The problem —
Write out, exactly as they stand, the line containing "Mark the litter" and all subsequent lines up to and including the final line of the records.

***** Record extracts

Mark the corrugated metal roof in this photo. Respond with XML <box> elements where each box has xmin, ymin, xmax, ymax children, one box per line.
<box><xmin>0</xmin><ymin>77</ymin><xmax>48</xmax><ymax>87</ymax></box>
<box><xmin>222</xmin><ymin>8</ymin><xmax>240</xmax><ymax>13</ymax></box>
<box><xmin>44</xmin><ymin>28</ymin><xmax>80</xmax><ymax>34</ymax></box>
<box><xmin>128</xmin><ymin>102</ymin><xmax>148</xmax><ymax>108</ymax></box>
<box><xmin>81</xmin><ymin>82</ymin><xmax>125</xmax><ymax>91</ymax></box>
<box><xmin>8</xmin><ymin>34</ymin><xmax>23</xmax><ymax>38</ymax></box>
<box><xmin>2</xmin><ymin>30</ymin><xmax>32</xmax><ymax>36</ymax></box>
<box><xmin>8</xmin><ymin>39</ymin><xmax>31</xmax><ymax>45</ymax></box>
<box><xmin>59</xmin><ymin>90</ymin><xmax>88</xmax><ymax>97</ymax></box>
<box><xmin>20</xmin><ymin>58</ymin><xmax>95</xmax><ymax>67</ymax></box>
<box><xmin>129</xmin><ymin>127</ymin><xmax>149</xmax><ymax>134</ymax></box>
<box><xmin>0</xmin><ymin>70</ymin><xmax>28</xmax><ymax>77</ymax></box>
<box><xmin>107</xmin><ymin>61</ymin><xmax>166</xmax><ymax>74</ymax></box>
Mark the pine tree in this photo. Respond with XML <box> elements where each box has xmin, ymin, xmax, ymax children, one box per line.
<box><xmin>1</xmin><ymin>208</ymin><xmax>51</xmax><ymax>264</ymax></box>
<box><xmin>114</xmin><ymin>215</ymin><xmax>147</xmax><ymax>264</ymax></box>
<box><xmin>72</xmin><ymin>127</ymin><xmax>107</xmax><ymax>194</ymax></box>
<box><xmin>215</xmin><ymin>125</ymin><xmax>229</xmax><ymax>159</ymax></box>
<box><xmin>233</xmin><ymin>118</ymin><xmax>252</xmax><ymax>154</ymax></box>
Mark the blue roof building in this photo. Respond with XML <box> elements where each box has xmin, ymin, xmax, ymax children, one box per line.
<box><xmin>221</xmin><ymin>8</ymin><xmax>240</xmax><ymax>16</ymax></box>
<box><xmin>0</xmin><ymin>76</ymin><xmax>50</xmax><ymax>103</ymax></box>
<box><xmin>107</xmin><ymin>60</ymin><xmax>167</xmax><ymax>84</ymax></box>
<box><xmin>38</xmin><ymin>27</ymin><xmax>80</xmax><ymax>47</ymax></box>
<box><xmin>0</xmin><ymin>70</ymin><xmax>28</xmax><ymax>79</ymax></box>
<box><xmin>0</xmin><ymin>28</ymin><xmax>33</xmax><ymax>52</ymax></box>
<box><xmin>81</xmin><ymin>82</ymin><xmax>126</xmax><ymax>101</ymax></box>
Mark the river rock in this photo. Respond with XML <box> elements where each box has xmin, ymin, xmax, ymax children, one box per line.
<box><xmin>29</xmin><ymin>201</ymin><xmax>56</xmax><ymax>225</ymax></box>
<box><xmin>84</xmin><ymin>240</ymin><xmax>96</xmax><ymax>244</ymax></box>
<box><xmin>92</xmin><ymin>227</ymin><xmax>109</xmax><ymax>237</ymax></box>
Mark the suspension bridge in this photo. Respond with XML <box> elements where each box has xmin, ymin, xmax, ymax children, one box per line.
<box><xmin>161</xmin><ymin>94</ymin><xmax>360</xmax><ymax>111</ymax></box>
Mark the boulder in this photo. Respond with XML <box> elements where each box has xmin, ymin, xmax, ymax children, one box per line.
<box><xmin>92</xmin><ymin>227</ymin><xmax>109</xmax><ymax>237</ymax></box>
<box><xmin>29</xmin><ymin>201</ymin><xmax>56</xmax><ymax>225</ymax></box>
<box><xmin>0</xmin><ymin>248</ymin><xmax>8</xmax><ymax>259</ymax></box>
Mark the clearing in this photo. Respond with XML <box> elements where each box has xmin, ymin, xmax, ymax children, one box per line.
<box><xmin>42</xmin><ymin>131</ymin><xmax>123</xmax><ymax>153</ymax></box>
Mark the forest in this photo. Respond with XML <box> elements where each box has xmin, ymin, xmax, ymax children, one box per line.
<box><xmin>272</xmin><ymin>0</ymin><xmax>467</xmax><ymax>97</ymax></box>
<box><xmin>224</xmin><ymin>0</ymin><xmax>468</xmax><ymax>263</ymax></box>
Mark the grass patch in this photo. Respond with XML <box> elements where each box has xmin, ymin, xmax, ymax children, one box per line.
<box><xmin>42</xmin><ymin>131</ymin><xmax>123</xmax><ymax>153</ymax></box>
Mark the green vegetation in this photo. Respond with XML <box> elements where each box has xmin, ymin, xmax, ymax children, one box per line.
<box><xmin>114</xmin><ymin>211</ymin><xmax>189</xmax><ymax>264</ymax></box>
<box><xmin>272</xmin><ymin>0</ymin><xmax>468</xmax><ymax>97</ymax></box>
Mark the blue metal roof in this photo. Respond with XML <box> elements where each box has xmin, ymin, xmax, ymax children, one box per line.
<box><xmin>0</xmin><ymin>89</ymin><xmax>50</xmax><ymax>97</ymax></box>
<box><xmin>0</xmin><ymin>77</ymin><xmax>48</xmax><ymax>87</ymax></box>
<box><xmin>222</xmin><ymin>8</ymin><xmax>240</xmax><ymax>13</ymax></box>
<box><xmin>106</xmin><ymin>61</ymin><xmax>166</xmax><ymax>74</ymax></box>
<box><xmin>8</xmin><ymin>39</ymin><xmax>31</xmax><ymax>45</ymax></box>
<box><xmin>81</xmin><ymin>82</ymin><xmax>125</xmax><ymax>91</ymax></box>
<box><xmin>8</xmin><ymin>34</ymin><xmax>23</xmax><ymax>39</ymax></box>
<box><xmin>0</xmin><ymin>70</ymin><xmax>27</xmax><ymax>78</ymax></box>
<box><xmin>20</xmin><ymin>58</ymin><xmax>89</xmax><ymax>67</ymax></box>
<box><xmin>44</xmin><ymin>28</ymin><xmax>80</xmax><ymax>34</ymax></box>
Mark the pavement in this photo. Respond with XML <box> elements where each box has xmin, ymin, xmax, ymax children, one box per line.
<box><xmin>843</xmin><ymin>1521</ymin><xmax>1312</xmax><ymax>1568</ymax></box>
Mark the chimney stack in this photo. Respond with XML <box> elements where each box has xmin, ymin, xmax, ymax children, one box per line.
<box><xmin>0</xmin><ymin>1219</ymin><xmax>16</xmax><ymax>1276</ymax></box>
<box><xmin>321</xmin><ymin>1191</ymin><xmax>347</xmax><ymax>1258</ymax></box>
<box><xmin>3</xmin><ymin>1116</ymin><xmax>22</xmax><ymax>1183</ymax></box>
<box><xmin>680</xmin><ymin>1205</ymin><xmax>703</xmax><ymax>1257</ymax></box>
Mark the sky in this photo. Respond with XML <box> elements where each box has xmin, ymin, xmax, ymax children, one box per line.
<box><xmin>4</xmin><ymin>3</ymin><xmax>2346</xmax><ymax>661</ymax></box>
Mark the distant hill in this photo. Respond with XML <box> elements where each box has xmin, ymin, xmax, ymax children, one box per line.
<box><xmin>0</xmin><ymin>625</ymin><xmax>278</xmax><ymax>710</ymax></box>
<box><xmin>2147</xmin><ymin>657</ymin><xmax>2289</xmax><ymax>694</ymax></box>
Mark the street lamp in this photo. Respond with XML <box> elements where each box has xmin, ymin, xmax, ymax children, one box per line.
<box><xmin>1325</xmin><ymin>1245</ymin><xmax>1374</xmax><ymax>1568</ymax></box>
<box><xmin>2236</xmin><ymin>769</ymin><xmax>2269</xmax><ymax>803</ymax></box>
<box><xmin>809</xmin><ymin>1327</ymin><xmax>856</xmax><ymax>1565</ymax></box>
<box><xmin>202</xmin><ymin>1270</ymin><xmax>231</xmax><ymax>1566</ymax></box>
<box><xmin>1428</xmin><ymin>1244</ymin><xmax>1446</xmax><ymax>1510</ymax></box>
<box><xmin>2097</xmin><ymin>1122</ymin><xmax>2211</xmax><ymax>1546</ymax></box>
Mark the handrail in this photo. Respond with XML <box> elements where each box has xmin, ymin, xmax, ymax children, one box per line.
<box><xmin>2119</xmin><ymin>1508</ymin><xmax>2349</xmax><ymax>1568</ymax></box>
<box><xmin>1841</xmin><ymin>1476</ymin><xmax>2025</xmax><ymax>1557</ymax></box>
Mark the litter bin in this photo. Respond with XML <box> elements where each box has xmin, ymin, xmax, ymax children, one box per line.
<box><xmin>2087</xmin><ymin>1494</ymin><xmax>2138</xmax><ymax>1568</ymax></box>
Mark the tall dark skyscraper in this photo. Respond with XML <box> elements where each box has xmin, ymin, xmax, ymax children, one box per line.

**********

Reply —
Mark the litter bin in this photo. Respond with XML <box> elements where each box has xmin, ymin, xmax, ymax children, one box per line.
<box><xmin>2087</xmin><ymin>1494</ymin><xmax>2138</xmax><ymax>1568</ymax></box>
Mark the tall dark skyscraper in this photo. Respond with XML <box> elements where each box has xmin, ymin, xmax, ymax children, one box per line.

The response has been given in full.